Task to complete –
In the passage below about Joseph and his brothers, what would have happened to all of Egypt without the plan working?

Quoted passage –
────────────────────────────────────────
It is still so raw for Joseph, so real for him, so emotional for him, and his passion comes right out, his love for his brothers AND for his realization of how God used all of their actions to lead to the family’s salvation.  They would literally not have survived without this plan working.  All of Egypt would have starved.  The family would have starved.  It would have been beyond brutal except for the twists and turns of Joseph’s life.  “What you meant for evil, God meant for great, great, great good.”  This is one of my personal bedrock passages in Scripture.  If this is not true, not only in that time but still in situations today, I’m packing the bags and going home.

What I wanted to dwell in for just a couple of minutes, though, is Joseph’s tears.  It turns out that the Jewish people have a history of great passion.  Sure, you could say we all are passionate people in some degree, but some peoples seem to be a little less passionate than others.  I think Americans have a bit of a reputation for passion and emotion.  We certainly do our wrestling with God like the ancient Jacob called Israel.  Our passions have been running higher and higher nationally, and I don’t think that is a healthy thing, but we do recognize the need to let out our emotions, especially as we trudge through these pandemic days.  We may all have shared a bit more in tears than we would have normally.
────────────────────────────────────────
Data section –
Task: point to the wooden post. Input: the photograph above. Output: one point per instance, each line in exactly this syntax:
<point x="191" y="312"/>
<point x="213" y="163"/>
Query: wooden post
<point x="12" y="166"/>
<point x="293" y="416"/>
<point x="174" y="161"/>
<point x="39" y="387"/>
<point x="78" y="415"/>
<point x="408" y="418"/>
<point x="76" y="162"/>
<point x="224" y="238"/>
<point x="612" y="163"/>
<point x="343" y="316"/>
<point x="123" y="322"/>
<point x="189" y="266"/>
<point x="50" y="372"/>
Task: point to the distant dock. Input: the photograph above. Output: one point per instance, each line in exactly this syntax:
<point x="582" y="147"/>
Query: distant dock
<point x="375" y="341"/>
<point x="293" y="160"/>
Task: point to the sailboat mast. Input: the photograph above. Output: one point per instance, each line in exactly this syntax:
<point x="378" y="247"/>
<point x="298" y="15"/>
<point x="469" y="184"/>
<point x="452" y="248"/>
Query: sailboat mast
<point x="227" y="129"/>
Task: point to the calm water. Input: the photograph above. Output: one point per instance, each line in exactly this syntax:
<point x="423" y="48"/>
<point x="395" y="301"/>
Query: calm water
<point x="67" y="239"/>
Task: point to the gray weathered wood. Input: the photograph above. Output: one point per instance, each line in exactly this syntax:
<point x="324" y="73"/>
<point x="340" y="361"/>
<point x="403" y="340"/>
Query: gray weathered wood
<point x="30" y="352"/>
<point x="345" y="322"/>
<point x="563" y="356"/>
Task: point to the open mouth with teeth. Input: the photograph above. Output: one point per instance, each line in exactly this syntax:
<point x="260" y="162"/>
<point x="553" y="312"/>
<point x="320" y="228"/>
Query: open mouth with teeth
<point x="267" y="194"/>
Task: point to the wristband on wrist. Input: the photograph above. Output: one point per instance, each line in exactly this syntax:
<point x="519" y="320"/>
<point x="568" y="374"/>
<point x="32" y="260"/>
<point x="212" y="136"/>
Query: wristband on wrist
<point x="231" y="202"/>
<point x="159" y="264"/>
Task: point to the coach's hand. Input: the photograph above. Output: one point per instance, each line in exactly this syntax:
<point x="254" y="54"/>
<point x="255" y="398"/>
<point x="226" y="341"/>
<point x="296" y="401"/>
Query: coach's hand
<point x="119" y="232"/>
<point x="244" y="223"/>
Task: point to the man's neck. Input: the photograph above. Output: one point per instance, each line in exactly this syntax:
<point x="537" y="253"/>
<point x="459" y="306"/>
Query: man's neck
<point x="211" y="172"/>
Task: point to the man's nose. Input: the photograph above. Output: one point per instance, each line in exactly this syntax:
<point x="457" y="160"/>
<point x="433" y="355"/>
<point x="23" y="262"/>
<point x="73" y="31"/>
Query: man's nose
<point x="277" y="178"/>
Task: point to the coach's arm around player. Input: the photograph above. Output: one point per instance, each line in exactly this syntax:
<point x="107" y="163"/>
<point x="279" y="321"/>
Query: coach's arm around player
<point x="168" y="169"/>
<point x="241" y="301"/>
────────────────────────────────────────
Written answer –
All of Egypt would have starved.